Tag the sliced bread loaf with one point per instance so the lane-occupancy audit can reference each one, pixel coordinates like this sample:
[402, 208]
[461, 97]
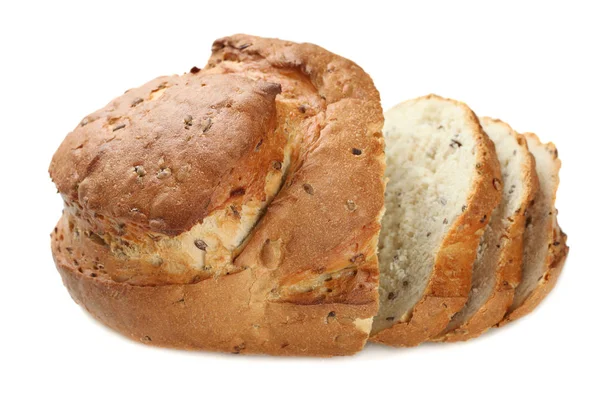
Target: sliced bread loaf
[545, 247]
[444, 183]
[497, 269]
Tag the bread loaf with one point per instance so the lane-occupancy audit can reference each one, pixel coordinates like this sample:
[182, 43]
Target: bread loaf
[235, 208]
[444, 183]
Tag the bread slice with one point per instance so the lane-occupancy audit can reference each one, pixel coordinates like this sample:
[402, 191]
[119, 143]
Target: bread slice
[444, 183]
[545, 247]
[497, 269]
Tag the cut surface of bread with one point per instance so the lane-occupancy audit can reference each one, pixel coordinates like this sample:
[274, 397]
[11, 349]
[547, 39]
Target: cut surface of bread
[444, 182]
[497, 269]
[545, 248]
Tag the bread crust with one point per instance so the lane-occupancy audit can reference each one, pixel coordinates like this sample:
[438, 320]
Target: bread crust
[450, 282]
[557, 249]
[508, 272]
[320, 231]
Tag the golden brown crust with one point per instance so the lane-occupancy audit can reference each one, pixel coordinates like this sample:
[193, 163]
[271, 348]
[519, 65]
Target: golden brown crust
[557, 249]
[508, 273]
[167, 154]
[318, 234]
[215, 314]
[557, 261]
[450, 282]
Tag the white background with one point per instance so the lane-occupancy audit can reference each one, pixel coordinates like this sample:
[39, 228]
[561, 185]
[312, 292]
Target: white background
[535, 65]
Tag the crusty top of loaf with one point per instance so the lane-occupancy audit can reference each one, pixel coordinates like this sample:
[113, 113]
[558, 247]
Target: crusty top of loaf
[169, 153]
[269, 105]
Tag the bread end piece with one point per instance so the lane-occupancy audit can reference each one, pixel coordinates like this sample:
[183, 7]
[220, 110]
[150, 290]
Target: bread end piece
[506, 259]
[552, 251]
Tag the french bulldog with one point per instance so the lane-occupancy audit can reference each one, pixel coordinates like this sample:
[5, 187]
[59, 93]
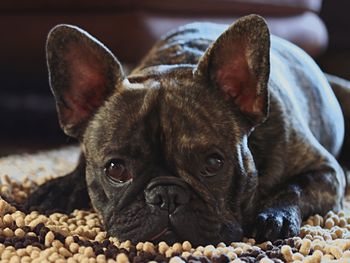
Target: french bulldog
[220, 132]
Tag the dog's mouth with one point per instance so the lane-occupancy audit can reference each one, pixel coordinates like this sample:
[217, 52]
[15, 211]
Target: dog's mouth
[167, 234]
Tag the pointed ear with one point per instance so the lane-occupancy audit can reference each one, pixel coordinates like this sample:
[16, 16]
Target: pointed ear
[82, 74]
[238, 64]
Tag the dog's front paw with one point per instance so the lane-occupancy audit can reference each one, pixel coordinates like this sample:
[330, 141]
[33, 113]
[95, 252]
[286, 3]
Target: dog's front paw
[58, 195]
[277, 223]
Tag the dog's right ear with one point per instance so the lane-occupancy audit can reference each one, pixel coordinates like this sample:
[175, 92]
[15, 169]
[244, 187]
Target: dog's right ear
[82, 72]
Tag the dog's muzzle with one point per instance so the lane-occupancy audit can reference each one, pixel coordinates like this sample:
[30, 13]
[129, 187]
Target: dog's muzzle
[167, 193]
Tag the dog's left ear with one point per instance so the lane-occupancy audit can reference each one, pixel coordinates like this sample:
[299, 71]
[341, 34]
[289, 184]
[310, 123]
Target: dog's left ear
[238, 63]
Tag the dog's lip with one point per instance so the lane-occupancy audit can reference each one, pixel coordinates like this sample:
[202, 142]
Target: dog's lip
[160, 234]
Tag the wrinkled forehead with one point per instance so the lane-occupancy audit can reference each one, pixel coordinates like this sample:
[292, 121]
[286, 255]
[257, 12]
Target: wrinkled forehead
[169, 106]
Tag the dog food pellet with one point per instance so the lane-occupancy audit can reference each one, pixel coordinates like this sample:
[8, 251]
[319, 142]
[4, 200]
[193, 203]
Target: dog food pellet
[122, 258]
[80, 237]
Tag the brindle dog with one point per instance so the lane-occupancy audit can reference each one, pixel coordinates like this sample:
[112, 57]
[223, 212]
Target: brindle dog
[220, 132]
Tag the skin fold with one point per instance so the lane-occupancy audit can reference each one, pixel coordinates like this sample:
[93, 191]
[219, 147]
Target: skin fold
[219, 132]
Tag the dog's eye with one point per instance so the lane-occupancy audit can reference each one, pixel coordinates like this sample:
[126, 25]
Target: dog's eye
[213, 164]
[115, 169]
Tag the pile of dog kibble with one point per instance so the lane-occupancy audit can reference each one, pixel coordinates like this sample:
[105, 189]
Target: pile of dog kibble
[79, 236]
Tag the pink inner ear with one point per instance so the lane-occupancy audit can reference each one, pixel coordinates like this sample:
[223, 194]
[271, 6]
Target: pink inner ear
[236, 80]
[87, 83]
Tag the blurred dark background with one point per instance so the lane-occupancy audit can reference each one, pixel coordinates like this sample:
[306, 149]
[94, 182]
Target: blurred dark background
[129, 28]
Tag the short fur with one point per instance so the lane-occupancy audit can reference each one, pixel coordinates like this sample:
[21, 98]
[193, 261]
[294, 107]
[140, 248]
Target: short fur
[255, 100]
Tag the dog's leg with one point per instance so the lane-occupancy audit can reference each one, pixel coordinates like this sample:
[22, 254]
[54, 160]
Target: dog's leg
[316, 191]
[62, 194]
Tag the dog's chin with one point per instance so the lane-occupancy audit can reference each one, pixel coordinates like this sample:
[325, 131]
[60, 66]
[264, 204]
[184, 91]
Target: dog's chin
[182, 225]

════════

WHAT YOU SHOULD DO — Print every line above once more, exactly. Omit the pictures.

RESULT FOR THIS EXERCISE —
Tag the sliced bread loaf with one point per instance so the lane-occupancy audit can reference each one, pixel coordinates like this sample:
[402, 208]
[461, 97]
Target: sliced bread loaf
[545, 247]
[444, 183]
[497, 269]
Tag the bread loaf with one point per instance so the lane-occupancy audit can reference each one, pixel coordinates like this sample:
[182, 43]
Target: bread loaf
[235, 208]
[444, 183]
Tag the bread slice with one point per instance so the lane-occupancy audit can reference each one, pixel coordinates like this sample:
[402, 191]
[119, 143]
Target: bread slice
[444, 183]
[545, 247]
[497, 269]
Tag the cut surface of bread with one point per instance so the lane-occupancy audit can reference each one, pixel coordinates like this sample:
[274, 397]
[11, 349]
[547, 39]
Target: cut surface of bread
[444, 182]
[497, 269]
[545, 248]
Tag the bread crust with one point per instance so the lane-occupancy audit can reference each one, pixel coordinates like this sample:
[438, 320]
Target: bread crust
[450, 282]
[557, 249]
[508, 272]
[320, 231]
Tag the golden brown crust with one point per instance so the lane-occupancy audit can reference each one, pixel coordinates like this sample:
[193, 163]
[271, 348]
[519, 65]
Target: golden brown crust
[557, 249]
[508, 273]
[167, 154]
[318, 234]
[215, 314]
[557, 261]
[450, 282]
Tag the white background with one point per instance so the lane-occupancy audit can reference each one, pixel coordinates like this sample:
[39, 228]
[561, 185]
[312, 292]
Target: white background
[535, 65]
Tag the crusty top of loaf with one point per instance so the lane-occupancy audit can reference each one, pixel coordinates like this sample:
[113, 113]
[558, 247]
Target: crusty top of loaf
[169, 153]
[269, 105]
Tag the bread end piece with one point per instance so the lane-occupancy audit can reference each one, pixel coordinates like this sample:
[183, 7]
[220, 110]
[150, 290]
Target: bread end piece
[506, 259]
[552, 251]
Tag the french bulldog with one point per instance so the lane-occupancy audit can reference each one, pixel coordinates like this sample:
[5, 187]
[59, 93]
Target: french bulldog
[220, 132]
Tag the dog's mouth with one point per instance so the lane-occupancy audit can reference each one, pixel coordinates like this sample:
[217, 52]
[15, 211]
Target: dog's mouth
[167, 234]
Tag the pointed ear with one point per instance so the lane-occupancy audit can reference each one, pixel coordinates like this sample:
[16, 16]
Target: pointed ear
[82, 74]
[238, 64]
Tag the dog's front paw with one point per instance so the lane-occupancy audit can reference each one, pixel coordinates like this sample:
[330, 141]
[33, 113]
[95, 252]
[286, 3]
Target: dog's front paw
[58, 195]
[277, 223]
Tag the dog's right ear with one point per instance so the lane-occupancy audit can reference each one, pixel coordinates like this sample:
[175, 92]
[15, 169]
[244, 187]
Target: dog's right ear
[82, 72]
Tag the dog's muzzle with one point per instance so the lane-occupancy audit can reference each one, pixel coordinates like this sample:
[30, 13]
[129, 187]
Target: dog's muzzle
[167, 193]
Tag the dog's left ear with one point per instance so the lane-occupancy audit can reference each one, pixel coordinates like this sample:
[299, 71]
[341, 34]
[289, 184]
[310, 123]
Target: dog's left ear
[238, 63]
Tag the dog's lip with one point per instance so the lane-occupancy audit can reference each one, pixel coordinates like this sample:
[202, 142]
Target: dog's lip
[160, 234]
Tag the wrinkled forehead with one point per instance so the lane-occupancy audit can reference each one, pixel coordinates like this sample:
[292, 121]
[286, 255]
[257, 12]
Target: wrinkled forehead
[169, 106]
Tag the dog food pellet with one point per instance so the lane-occupancy audit can reference each one, pixel coordinates like this sample:
[8, 251]
[319, 142]
[4, 200]
[193, 203]
Target: dog food pellet
[122, 258]
[80, 237]
Tag the brindle dog with one point per instance so the lane-occupancy audit can reference each one, pixel coordinates like this sample:
[112, 57]
[223, 212]
Target: brindle dog
[220, 132]
Tag the skin fold with one point per instance so the lane-occupancy audit can reference each one, pixel coordinates like this sample:
[93, 191]
[219, 147]
Target: skin fold
[219, 132]
Tag the dog's eye with one point per instance so the lane-occupancy audit can reference each one, pixel coordinates like this sample:
[126, 25]
Target: dog's eye
[213, 164]
[115, 169]
Tag the pile of dog kibble with one point per instance so the lane-occupancy audit can reference each one, pixel coordinates like this sample:
[105, 189]
Target: pile of dog kibble
[79, 236]
Tag the pink inner ear with one point per instance so the lane-occupancy audit can reference each one, pixel coordinates like this sample:
[223, 194]
[271, 6]
Target: pink inner ear
[236, 80]
[87, 83]
Tag the blurred dark background with one point per instance so the lane-occupancy audit can reference each one, pixel coordinates like this sample:
[306, 149]
[94, 182]
Target: blurred dark background
[129, 28]
Tag the short fur with one point per instance so the lane-occupancy audit can reference each one, pixel coordinates like this sample:
[21, 98]
[193, 261]
[294, 107]
[140, 248]
Target: short fur
[255, 100]
Tag the dog's leg with one point per instance so the lane-occupancy audit can reference each one, pixel coordinates like this sample:
[22, 254]
[54, 160]
Target: dog's leg
[316, 191]
[62, 194]
Tag the dog's chin with one point per instance so the lane-occupancy audit can reference each one, pixel coordinates like this sample:
[325, 131]
[60, 66]
[264, 204]
[184, 91]
Target: dog's chin
[182, 225]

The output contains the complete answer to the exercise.